Exercise directions:
Render the lines starting at the one containing "In the photo above, where can the porch railing" and ending at the one containing "column 399, row 237", both included, as a Markdown table with the columns Number and Line, leaving out any blank lines.

Supplied material:
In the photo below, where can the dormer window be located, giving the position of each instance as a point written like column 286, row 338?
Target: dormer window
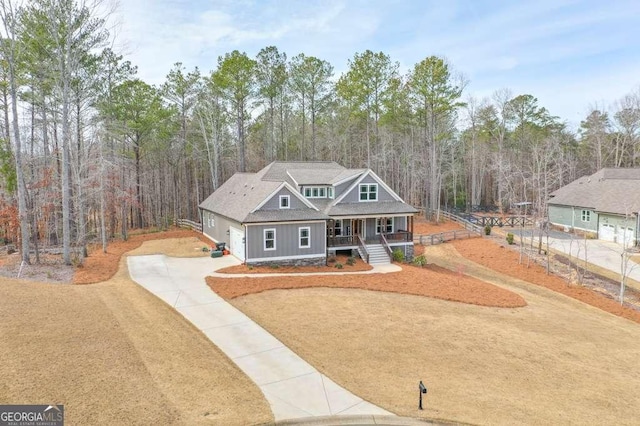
column 318, row 192
column 368, row 192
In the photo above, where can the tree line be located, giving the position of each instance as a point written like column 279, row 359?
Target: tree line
column 89, row 151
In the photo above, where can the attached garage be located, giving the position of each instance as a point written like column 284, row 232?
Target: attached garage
column 236, row 242
column 607, row 232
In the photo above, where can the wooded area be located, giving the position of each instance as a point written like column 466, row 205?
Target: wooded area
column 90, row 151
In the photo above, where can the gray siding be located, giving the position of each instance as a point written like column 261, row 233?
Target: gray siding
column 354, row 195
column 572, row 217
column 343, row 187
column 274, row 202
column 287, row 240
column 220, row 226
column 398, row 223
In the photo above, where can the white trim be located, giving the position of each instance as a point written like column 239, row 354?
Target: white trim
column 300, row 228
column 369, row 216
column 386, row 187
column 292, row 190
column 377, row 179
column 393, row 223
column 285, row 197
column 264, row 239
column 301, row 256
column 368, row 192
column 292, row 178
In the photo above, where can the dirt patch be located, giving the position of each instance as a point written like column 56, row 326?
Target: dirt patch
column 431, row 281
column 343, row 261
column 423, row 227
column 101, row 266
column 498, row 258
column 113, row 353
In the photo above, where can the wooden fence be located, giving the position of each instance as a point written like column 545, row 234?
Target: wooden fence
column 433, row 239
column 186, row 223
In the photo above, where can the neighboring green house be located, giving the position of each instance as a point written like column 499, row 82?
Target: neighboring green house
column 301, row 212
column 605, row 204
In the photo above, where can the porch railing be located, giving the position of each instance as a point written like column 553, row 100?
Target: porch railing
column 363, row 247
column 341, row 241
column 399, row 237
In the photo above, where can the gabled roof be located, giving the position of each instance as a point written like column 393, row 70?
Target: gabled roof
column 241, row 197
column 614, row 191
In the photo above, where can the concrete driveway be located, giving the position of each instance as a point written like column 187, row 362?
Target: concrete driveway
column 293, row 388
column 605, row 254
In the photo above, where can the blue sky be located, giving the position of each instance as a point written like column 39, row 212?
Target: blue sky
column 569, row 54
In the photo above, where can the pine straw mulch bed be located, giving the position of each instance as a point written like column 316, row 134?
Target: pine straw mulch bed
column 358, row 266
column 101, row 266
column 498, row 258
column 431, row 281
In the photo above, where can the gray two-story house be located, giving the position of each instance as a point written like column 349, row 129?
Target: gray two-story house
column 302, row 212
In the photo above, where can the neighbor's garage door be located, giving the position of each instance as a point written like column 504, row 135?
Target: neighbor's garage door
column 236, row 237
column 607, row 232
column 625, row 236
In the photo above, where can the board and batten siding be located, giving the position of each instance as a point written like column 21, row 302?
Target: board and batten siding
column 287, row 240
column 343, row 187
column 354, row 195
column 294, row 202
column 572, row 217
column 215, row 226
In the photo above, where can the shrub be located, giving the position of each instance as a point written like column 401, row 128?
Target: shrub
column 420, row 260
column 510, row 239
column 398, row 255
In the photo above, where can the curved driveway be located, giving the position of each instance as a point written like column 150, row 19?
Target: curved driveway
column 293, row 388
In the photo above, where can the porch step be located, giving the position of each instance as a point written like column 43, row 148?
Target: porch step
column 377, row 255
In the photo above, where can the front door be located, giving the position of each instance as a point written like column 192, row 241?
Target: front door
column 359, row 228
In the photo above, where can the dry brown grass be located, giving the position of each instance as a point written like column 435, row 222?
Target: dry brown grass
column 112, row 353
column 431, row 281
column 556, row 361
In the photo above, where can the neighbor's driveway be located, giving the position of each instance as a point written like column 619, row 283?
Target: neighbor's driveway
column 293, row 388
column 604, row 254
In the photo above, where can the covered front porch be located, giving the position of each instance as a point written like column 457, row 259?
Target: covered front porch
column 353, row 231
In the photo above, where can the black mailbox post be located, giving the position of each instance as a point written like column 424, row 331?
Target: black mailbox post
column 423, row 389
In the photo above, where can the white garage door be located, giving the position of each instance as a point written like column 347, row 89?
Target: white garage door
column 236, row 242
column 625, row 236
column 607, row 232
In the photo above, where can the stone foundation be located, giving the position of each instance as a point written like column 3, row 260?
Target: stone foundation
column 408, row 253
column 314, row 261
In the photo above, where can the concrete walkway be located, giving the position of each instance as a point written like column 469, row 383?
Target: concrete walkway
column 293, row 388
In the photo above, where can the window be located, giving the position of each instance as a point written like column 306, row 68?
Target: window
column 388, row 228
column 338, row 227
column 304, row 235
column 369, row 192
column 269, row 239
column 318, row 192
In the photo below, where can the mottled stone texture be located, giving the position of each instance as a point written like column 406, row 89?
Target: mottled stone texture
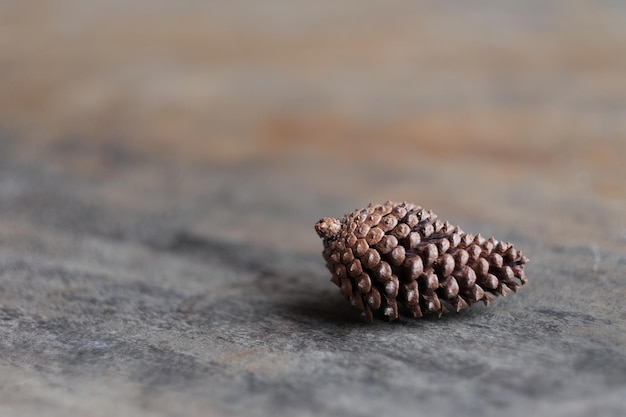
column 162, row 165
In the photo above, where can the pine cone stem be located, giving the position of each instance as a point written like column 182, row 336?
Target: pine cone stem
column 398, row 256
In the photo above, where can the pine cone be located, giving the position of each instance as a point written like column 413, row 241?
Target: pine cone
column 391, row 255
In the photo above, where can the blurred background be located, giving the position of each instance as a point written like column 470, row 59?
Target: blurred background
column 497, row 112
column 162, row 164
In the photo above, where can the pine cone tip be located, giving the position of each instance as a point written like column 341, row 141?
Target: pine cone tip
column 394, row 257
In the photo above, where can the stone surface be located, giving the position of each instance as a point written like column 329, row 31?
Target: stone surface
column 162, row 166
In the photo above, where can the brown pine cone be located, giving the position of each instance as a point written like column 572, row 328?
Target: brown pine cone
column 395, row 254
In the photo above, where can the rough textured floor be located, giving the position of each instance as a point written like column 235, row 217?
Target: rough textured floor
column 162, row 165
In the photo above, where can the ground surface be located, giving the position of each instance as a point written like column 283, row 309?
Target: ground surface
column 162, row 165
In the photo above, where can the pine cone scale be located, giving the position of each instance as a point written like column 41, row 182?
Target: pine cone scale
column 394, row 255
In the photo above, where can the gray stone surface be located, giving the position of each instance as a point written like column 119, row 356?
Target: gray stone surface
column 162, row 164
column 110, row 308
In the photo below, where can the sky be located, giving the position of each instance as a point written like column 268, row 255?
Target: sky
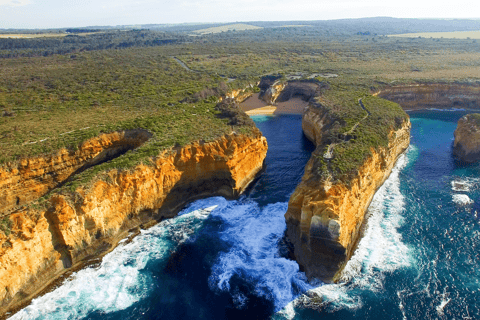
column 33, row 14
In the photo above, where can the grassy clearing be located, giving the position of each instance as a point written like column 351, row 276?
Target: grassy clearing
column 370, row 134
column 62, row 101
column 226, row 28
column 440, row 35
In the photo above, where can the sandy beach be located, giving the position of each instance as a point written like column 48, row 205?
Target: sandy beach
column 255, row 106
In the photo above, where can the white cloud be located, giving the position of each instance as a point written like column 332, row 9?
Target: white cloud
column 14, row 3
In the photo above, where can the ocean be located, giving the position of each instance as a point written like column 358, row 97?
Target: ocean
column 418, row 258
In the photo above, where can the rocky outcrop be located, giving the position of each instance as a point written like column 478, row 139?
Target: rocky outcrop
column 325, row 215
column 74, row 227
column 29, row 179
column 466, row 147
column 239, row 95
column 434, row 95
column 271, row 94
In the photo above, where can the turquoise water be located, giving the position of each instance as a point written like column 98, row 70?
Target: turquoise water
column 418, row 258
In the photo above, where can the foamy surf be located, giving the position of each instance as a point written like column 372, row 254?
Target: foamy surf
column 119, row 281
column 464, row 184
column 380, row 250
column 462, row 199
column 254, row 233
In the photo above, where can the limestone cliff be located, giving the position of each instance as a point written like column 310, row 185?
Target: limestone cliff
column 324, row 214
column 466, row 146
column 74, row 227
column 29, row 179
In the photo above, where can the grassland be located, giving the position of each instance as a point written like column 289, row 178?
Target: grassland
column 227, row 28
column 57, row 102
column 439, row 35
column 60, row 101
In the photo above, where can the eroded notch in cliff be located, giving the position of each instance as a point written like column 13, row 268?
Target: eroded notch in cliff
column 29, row 179
column 132, row 139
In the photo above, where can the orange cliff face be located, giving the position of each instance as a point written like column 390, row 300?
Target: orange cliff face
column 29, row 179
column 44, row 244
column 466, row 147
column 324, row 217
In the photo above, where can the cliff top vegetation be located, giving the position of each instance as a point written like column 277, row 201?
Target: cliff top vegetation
column 58, row 92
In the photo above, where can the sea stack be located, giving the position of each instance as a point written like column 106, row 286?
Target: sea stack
column 466, row 147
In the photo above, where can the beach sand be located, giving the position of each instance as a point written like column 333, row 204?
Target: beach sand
column 255, row 106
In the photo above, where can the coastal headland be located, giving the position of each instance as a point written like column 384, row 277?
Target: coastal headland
column 100, row 139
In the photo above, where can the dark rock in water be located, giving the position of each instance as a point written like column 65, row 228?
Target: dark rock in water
column 466, row 147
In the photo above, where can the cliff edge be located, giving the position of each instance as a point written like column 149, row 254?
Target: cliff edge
column 74, row 222
column 466, row 147
column 358, row 139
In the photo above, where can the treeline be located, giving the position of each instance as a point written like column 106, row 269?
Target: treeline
column 81, row 30
column 46, row 46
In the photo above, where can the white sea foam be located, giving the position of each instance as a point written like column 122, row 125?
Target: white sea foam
column 118, row 282
column 254, row 234
column 464, row 184
column 380, row 250
column 462, row 199
column 442, row 305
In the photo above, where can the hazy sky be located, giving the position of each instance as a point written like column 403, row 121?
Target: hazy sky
column 80, row 13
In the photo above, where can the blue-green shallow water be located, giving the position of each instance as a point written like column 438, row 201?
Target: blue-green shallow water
column 418, row 258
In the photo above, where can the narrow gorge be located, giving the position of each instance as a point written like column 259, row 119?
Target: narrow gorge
column 72, row 228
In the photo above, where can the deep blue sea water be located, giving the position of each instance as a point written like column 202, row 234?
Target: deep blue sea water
column 418, row 258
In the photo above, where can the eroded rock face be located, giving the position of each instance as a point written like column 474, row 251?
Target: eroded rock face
column 466, row 147
column 44, row 243
column 324, row 217
column 29, row 179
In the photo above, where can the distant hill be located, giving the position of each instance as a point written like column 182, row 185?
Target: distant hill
column 228, row 27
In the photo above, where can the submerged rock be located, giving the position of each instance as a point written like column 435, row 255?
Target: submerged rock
column 466, row 147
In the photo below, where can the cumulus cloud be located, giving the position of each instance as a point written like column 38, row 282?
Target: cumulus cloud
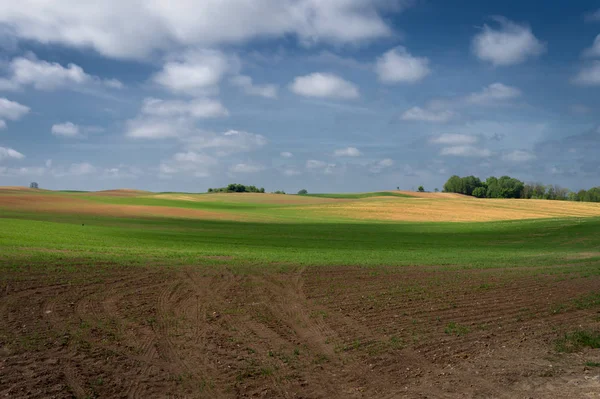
column 67, row 129
column 9, row 153
column 399, row 66
column 250, row 88
column 379, row 166
column 195, row 72
column 494, row 93
column 196, row 109
column 426, row 115
column 290, row 172
column 229, row 142
column 43, row 75
column 347, row 152
column 121, row 172
column 508, row 44
column 314, row 164
column 136, row 29
column 246, row 168
column 466, row 151
column 156, row 128
column 12, row 110
column 190, row 162
column 593, row 16
column 454, row 139
column 518, row 156
column 594, row 50
column 589, row 75
column 324, row 85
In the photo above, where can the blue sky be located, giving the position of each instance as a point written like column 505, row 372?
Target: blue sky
column 331, row 96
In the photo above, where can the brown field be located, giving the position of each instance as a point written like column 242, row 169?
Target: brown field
column 106, row 331
column 74, row 206
column 442, row 207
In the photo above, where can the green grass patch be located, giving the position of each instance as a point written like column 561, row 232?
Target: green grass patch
column 53, row 238
column 360, row 195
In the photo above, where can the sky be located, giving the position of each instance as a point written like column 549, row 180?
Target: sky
column 323, row 95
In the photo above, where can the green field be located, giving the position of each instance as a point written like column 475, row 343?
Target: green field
column 184, row 241
column 139, row 294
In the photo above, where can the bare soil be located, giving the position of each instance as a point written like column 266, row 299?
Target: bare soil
column 206, row 332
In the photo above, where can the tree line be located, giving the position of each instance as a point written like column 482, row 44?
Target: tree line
column 237, row 188
column 241, row 188
column 509, row 187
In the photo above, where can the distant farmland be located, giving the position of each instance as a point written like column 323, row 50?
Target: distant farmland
column 387, row 294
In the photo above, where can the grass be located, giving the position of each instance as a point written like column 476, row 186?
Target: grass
column 360, row 195
column 52, row 238
column 577, row 340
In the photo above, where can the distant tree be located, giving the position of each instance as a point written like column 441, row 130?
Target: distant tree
column 453, row 185
column 237, row 188
column 480, row 192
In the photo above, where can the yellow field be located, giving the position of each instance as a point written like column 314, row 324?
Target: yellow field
column 426, row 207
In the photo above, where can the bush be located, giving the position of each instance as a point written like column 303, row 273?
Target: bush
column 237, row 188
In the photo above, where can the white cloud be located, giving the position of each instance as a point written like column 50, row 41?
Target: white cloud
column 579, row 109
column 425, row 115
column 190, row 162
column 291, row 172
column 23, row 171
column 196, row 72
column 589, row 75
column 399, row 66
column 347, row 152
column 81, row 169
column 136, row 29
column 247, row 85
column 122, row 172
column 67, row 129
column 518, row 156
column 229, row 142
column 314, row 164
column 6, row 153
column 12, row 110
column 593, row 16
column 196, row 109
column 510, row 44
column 594, row 51
column 246, row 168
column 466, row 151
column 43, row 75
column 454, row 139
column 379, row 166
column 156, row 128
column 494, row 93
column 324, row 85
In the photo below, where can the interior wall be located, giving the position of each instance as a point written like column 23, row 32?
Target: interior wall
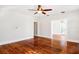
column 15, row 26
column 73, row 26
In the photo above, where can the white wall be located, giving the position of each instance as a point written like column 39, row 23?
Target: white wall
column 72, row 29
column 15, row 26
column 73, row 26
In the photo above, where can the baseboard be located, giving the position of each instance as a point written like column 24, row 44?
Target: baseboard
column 27, row 38
column 73, row 41
column 45, row 37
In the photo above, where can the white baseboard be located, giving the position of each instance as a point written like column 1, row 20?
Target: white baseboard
column 43, row 36
column 73, row 41
column 65, row 40
column 12, row 41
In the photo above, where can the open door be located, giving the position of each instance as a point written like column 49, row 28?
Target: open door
column 58, row 33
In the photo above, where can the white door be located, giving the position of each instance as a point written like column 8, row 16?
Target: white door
column 58, row 27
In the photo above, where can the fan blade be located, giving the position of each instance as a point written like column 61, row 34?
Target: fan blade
column 32, row 10
column 47, row 10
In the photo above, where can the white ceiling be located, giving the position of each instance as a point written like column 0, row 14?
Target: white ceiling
column 56, row 8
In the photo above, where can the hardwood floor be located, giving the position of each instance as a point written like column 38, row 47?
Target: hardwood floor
column 37, row 45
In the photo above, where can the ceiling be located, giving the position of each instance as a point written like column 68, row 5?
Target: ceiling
column 56, row 8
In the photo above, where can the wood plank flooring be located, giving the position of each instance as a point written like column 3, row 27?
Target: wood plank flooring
column 37, row 45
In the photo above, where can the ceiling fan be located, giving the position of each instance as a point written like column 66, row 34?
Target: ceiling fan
column 40, row 9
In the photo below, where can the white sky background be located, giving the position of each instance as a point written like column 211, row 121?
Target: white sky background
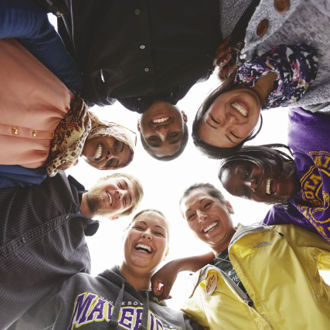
column 164, row 184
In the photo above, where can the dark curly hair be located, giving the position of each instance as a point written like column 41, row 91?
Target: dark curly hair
column 209, row 150
column 260, row 155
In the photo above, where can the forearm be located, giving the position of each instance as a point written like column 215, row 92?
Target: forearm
column 193, row 263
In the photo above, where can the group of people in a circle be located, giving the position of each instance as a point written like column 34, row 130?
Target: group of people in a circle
column 147, row 55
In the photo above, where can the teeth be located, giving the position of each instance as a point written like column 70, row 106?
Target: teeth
column 161, row 120
column 268, row 192
column 110, row 198
column 143, row 247
column 98, row 152
column 240, row 109
column 210, row 227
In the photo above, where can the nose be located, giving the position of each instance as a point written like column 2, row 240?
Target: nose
column 147, row 234
column 201, row 216
column 251, row 184
column 119, row 193
column 162, row 132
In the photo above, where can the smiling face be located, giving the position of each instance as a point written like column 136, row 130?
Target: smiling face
column 106, row 153
column 111, row 197
column 268, row 185
column 231, row 118
column 146, row 242
column 208, row 218
column 162, row 129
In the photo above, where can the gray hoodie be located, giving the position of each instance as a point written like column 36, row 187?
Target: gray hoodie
column 106, row 301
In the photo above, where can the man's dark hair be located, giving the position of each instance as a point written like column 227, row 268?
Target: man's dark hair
column 260, row 155
column 209, row 150
column 208, row 188
column 175, row 155
column 148, row 210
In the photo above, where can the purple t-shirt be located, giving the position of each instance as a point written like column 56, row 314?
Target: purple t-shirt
column 309, row 139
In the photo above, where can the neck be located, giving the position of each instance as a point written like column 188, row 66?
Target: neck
column 264, row 86
column 138, row 280
column 84, row 208
column 223, row 245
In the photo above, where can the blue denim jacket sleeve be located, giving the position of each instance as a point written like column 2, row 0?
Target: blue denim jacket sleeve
column 18, row 176
column 26, row 21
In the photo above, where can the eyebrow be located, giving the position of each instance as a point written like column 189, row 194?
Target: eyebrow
column 112, row 163
column 157, row 226
column 208, row 123
column 175, row 141
column 230, row 140
column 129, row 193
column 200, row 201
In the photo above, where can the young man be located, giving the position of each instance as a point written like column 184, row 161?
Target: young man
column 149, row 58
column 42, row 234
column 261, row 278
column 120, row 297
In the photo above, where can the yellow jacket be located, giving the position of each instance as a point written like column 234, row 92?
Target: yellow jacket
column 278, row 267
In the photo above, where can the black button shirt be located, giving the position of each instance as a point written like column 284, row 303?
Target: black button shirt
column 140, row 51
column 42, row 242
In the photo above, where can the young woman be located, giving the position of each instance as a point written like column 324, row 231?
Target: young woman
column 119, row 297
column 258, row 272
column 302, row 184
column 230, row 114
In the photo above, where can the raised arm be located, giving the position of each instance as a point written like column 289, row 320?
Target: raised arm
column 163, row 280
column 26, row 21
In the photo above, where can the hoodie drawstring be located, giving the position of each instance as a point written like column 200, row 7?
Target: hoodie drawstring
column 115, row 314
column 145, row 313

Result for this exercise:
| Number | Line |
|---|---|
| 1 | In the photo above, where can the porch railing be located, giving the position of each instance as a point written like column 553, row 100? |
| 2 | Target: porch railing |
| 3 | column 363, row 247 |
| 4 | column 341, row 241 |
| 5 | column 399, row 237 |